Given text:

%%

Only the true fan will understand this message.
I also just started a GitHub repository the-little-prover that contains all code examples from the book (just like I did for all previous books in the series.)
Author: Daniel P. Friedman and Carl Eastlund. Illustrations by Duane Bibby.
#25 Advanced Programming in the UNIX Environment (APUE) (3rd Ed)
Sir. Richard. Stevens. Himself. Do I need to say more? I've got all his books and almost all of them are in top 100. I also have all three editions of this book. This book is a classic. As long as there will be Unix (forever), this book will be relevant. I haven't read it cover to cover but I've consulted it hundreds of times. This is the definitive reference book for every serious and professional UNIX systems programmer. Every concept is explained clearly, there are thousands of code examples, hundreds of illustrations and graphics that show how various concepts work.
I don't know what else to say. Get this book if you want to live.
Extra tip: The book contains a rich set of examples and downloadable code that is very useful. Here's the link to source code from the book: http://www.apuebook.com/code3e.html.
Relationship between the seven
Another new, seemingly great book about programming in the Unix environment that was recently published is The Linux Programming Interface. This book is written by Michael Kerrisk, the current maintainer of Linux man pages. I haven't gone through it in detail but it's worth mentioning.
Pro tip: Want to know what's happening in Linux userspace and kernelspace but don't have much time? Follow man pages changelog! The latest changes always get reflected in man pages. It's the quickest way to know what's happening.

%%

Listing:
%%

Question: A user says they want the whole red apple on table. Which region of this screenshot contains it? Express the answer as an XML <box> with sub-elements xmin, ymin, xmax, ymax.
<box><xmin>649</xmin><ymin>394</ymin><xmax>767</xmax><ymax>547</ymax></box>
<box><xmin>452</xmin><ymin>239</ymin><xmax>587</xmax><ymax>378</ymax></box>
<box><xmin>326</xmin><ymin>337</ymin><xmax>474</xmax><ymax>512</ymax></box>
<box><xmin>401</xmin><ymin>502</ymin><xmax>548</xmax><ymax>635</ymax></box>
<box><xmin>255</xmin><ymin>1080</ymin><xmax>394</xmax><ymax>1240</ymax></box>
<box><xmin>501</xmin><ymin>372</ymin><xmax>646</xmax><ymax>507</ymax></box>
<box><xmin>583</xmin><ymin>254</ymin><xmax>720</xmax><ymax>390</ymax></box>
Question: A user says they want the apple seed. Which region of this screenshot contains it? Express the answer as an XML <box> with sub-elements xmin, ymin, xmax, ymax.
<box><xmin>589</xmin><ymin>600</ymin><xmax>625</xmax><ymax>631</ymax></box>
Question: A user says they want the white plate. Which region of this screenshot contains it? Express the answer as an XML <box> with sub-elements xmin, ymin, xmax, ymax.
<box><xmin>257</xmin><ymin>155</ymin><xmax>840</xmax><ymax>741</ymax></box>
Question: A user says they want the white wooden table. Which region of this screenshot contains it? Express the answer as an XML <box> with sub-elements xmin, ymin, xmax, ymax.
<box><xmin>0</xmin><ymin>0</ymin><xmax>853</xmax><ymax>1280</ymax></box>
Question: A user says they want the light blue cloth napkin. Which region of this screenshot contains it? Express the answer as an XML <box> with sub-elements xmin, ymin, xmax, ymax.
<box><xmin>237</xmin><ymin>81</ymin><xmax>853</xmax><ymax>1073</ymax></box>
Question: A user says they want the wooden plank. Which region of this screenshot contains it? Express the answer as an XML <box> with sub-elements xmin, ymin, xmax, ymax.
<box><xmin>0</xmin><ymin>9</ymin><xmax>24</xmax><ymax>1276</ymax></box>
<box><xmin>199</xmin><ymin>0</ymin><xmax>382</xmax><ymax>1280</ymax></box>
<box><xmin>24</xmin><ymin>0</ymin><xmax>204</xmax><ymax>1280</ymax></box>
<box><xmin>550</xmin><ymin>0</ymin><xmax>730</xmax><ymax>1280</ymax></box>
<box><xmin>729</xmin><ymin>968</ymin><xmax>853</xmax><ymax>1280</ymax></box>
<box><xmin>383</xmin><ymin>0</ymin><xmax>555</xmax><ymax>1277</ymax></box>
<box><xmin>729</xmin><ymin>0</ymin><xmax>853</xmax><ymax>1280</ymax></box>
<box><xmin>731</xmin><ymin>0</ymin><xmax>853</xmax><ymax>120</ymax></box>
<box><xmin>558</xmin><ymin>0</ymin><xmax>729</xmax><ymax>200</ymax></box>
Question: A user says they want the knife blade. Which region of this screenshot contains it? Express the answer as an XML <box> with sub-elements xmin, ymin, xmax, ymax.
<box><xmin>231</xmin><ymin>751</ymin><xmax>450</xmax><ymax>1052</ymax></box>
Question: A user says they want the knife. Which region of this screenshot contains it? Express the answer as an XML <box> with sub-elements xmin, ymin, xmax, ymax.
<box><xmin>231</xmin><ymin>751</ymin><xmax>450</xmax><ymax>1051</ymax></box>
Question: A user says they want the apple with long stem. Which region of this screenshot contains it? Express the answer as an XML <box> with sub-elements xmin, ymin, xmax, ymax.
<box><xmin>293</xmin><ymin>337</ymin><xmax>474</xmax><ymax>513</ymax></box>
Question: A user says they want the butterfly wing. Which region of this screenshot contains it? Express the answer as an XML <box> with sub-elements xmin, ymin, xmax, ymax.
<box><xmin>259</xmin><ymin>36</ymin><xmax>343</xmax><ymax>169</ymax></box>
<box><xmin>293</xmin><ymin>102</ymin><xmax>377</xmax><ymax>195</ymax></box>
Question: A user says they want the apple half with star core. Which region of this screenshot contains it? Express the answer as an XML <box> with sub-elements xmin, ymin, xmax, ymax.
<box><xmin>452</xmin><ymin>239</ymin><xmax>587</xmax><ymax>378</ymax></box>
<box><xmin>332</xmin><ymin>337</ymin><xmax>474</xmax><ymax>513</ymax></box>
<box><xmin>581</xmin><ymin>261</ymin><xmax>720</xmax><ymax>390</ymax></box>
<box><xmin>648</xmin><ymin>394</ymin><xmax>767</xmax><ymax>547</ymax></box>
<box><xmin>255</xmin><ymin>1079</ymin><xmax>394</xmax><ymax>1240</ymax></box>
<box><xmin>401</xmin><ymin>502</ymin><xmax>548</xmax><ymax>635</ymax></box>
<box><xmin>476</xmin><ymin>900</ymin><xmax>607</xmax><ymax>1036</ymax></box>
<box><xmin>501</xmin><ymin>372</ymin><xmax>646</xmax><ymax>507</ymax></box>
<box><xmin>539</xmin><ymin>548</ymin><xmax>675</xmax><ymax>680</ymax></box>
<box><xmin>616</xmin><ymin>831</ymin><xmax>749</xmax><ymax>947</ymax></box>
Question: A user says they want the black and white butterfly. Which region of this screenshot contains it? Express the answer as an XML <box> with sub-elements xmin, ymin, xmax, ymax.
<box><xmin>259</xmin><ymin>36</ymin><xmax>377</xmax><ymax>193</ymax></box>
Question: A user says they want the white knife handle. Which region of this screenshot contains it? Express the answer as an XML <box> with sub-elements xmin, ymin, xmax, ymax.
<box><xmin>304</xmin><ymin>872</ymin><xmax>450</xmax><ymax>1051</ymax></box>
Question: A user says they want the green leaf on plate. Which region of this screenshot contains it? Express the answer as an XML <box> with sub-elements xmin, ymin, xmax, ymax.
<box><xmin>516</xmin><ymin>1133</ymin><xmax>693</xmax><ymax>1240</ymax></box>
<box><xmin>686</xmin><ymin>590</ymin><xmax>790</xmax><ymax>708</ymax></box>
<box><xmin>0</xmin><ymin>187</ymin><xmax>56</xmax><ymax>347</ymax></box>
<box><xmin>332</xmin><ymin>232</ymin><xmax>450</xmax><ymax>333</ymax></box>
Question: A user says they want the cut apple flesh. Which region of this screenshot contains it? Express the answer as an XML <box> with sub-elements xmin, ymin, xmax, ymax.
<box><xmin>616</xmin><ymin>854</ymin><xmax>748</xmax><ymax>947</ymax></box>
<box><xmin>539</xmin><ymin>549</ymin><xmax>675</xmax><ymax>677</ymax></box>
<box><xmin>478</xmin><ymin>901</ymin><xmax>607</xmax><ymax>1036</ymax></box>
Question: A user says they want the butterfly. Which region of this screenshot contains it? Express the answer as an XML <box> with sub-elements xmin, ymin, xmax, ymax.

%%

Resume the post reviewing programming books, picking up right after its final sentence about following the man pages changelog.

Author: William R. Stevens (W. Richard Stevens)
Until next time!
As always, I hope you liked these five book recommendations. Let me know in the comments what your all-time favorite books are and what your new favorite books are.
Also I just recently got four new interesting books but I haven't spent much time with them:
- The Go Programming Language by Brian Kernighan. Because Kernighan.
- The Princeton Companion to Applied Mathematics by a bunch of random authors, because I like applied math and this looked like a fun book similar to the famous The Princeton Companion to Mathematics by Timothy Gowers.
- Why Prove it Again? Alternative Proofs in Mathematical Practice by John W. Dawson Jr. I got this because I really like seeing various approaches to proofs.
- Inside Interesting Integrals by Paul J. Nahin. I got this one because I'm a huge integral nerd. It also has an amazing tagline: A Collection of Sneaky Tricks, Sly Substitutions, and Numerous Other Stupendously Clever, Awesomely Wicked, and Devilishly Seductive Maneuvers for Computing Nearly 200 Perplexing Definite Integrals From Physics, Engineering, and Mathematics.